**EXERCISE INSTRUCTIONS:**
**A)** Rewrite the biography of Feodora Gleichen between "Background[edit]" and "a portrait painter.", inclusive, replacing "morganatic wife" with "morganatic spouse".
**B)** According to the biography of Feodora Gleichen, at which school did she study with Alphonse Legros?
**C)** Continue the biography of Feodora Gleichen from the point at which it ends.

**TEXT EXCERPT:**

__________

Lady Feodora Georgina Maud Gleichen (20 December 1861 London – 22 February 1922 London) was a British sculptor of figures and portrait busts and designer of decorative objects.

Background[edit]

Born Countess Feodora Georgina Maud von Gleichen, she was the eldest daughter of Prince Victor of Hohenlohe-Langenburg (a British naval officer and sculptor, and half-nephew of Queen Victoria) and his morganatic wife, Laura Seymour, a daughter of Admiral Sir George Seymour,.[1] a remote nephew of Henry VIII's Queen Jane Seymour. Within her family she was called Feo. Her father having been largely disinherited at the time of his marriage, he initially adopted his wife's morganatic comital title. The family were taken in by the Queen and dwelt at St James's Palace. Her brother, Lord Edward Gleichen, became a career military officer and author. Her sister, Lady Helena Gleichen, became a portrait painter.

On 15 December 1885, the Court Circular announced the Queen's permission for Feodora's mother to share her father's rank at the Court of St James's, and henceforth they were known as TSH Prince and Princess Victor of Hohenlohe-Langenburg. But the Queen did not extend that privilege to their four children, although she confirmed use of their German style as count and countesses. In 1889 Feodora and her sisters Valda and Helena were bridesmaids to the Princess Royal Louise and the Earl of Fife. On 12 June 1913 Feodora and her sisters were granted precedence before the daughters of dukes in the peerage of England by George V.[2]

Career[edit]

Gleichen studied art in her father's studio at St James's and later with Alphonse Legros at the Slade School of Art. While maintaining her father's studio she associated with leading artists such as Sir George Frampton, sculptor of the statue of Peter Pan in Kensington Gardens. She completed her studies in Rome in 1891 and regularly exhibited at the Royal Academy from 1892 and at the New Dudley Gallery. A bas-relief and hand-mirror in jade and bronze won her a bronze medal at the Exposition Universelle in 1900.

__________

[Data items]
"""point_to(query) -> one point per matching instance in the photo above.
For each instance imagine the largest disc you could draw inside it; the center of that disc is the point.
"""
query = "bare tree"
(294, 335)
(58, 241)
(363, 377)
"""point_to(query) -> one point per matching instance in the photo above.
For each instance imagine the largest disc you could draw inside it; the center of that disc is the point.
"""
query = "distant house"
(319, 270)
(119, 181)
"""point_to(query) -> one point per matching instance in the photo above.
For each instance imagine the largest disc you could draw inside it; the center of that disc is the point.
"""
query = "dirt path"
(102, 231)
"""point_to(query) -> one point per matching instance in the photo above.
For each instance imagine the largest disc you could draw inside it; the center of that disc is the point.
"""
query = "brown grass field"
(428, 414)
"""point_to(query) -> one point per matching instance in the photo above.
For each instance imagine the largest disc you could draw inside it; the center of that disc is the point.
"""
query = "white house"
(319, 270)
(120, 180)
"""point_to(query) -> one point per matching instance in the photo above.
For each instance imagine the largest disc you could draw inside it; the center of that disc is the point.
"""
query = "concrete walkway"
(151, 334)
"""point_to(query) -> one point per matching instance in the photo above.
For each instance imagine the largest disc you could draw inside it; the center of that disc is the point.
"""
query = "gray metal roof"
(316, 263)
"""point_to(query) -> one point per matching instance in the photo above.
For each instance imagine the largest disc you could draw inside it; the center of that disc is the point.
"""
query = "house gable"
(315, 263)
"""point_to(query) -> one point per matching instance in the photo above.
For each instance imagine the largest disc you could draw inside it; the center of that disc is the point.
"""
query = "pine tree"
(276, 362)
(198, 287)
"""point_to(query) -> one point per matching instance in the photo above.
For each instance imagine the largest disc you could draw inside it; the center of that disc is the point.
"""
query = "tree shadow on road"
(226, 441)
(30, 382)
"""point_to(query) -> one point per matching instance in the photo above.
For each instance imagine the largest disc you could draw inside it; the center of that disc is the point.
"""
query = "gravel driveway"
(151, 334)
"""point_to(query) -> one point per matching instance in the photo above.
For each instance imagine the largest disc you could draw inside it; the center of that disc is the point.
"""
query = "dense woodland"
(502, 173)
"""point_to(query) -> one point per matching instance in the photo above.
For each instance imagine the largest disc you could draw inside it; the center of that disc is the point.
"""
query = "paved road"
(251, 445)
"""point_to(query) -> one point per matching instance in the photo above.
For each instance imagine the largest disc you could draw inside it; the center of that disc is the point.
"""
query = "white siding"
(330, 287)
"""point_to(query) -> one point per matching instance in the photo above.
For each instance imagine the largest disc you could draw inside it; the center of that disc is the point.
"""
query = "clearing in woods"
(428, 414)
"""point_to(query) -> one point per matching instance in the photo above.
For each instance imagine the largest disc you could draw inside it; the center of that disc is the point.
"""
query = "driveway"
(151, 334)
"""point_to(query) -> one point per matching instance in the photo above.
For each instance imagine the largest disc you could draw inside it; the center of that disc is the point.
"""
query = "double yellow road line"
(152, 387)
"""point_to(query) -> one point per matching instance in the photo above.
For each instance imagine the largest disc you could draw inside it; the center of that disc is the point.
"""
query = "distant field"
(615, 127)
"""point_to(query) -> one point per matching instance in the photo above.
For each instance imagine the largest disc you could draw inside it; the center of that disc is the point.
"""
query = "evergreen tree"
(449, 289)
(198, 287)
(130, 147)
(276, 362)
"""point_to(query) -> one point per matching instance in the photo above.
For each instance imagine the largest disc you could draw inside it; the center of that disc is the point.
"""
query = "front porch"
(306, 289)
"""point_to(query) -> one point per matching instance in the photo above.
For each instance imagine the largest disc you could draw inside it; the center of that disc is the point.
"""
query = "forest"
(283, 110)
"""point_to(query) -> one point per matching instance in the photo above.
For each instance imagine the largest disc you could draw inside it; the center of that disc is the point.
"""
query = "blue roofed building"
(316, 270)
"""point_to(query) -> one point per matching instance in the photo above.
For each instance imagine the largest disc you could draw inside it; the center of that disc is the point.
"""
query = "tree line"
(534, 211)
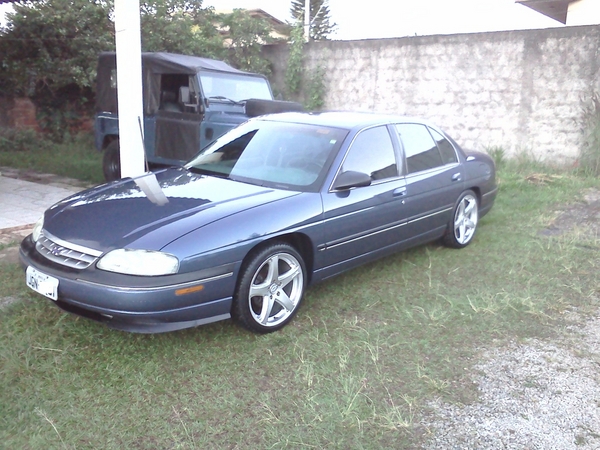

__________

**ANSWERS BY TASK:**
**A)**
Background[edit]

Born Countess Feodora Georgina Maud von Gleichen, she was the eldest daughter of Prince Victor of Hohenlohe-Langenburg (a British naval officer and sculptor, and half-nephew of Queen Victoria) and his morganatic spouse, Laura Seymour, a daughter of Admiral Sir George Seymour,.[1] a remote nephew of Henry VIII's Queen Jane Seymour. Within her family she was called Feo. Her father having been largely disinherited at the time of his marriage, he initially adopted his wife's morganatic comital title. The family were taken in by the Queen and dwelt at St James's Palace. Her brother, Lord Edward Gleichen, became a career military officer and author. Her sister, Lady Helena Gleichen, became a portrait painter.

**B)** The Slade School of Art.

**C)**
She helped with illustrations for the Younghusband Expedition to Tibet in 1904. During World War I she abandoned her German titles, accepting demotion by the King to the style and rank of a marquess's daughter,[3]

Later life[edit]

In 1917, Gleichen was obliged to relinquish her German title and was demoted in rank to the precedence and title of the daughter of a British marquess (i.e. "Lady Feodora") by Royal Warrant of Precedence, pursuant to the King's dynastic reform of titles and names during establishment of the House of Windsor. She died, unmarried, in 1922 at her grace and favour apartment in St James's Palace. Shortly before her death, she was awarded the Légion d'honneur in 1922 and was later posthumously made the first woman member of the Royal British Society of Sculptors.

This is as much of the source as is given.